Raw records:
────

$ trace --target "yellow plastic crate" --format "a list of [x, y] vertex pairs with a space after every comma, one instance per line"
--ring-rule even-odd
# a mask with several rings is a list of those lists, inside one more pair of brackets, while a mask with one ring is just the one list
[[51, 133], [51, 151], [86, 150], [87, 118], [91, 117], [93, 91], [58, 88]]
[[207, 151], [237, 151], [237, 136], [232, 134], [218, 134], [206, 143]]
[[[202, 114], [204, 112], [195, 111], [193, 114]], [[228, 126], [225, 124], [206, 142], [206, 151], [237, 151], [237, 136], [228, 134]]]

────

**Requirements**
Return all of the entries exactly as they were supplied.

**Solved exercise**
$ trace --target "yellow plastic crate" --format "a list of [x, y] vertex pairs with a space after every comma, one instance per line"
--ring-rule even-odd
# a mask with several rings is a list of those lists, inside one more pair of brackets, while a mask with one ring is just the one list
[[51, 133], [51, 151], [86, 150], [87, 118], [91, 117], [93, 91], [58, 88]]
[[207, 151], [237, 151], [237, 136], [232, 134], [218, 134], [206, 143]]
[[[202, 114], [204, 112], [195, 111], [193, 114]], [[228, 126], [225, 124], [206, 142], [206, 151], [237, 151], [237, 136], [228, 134]]]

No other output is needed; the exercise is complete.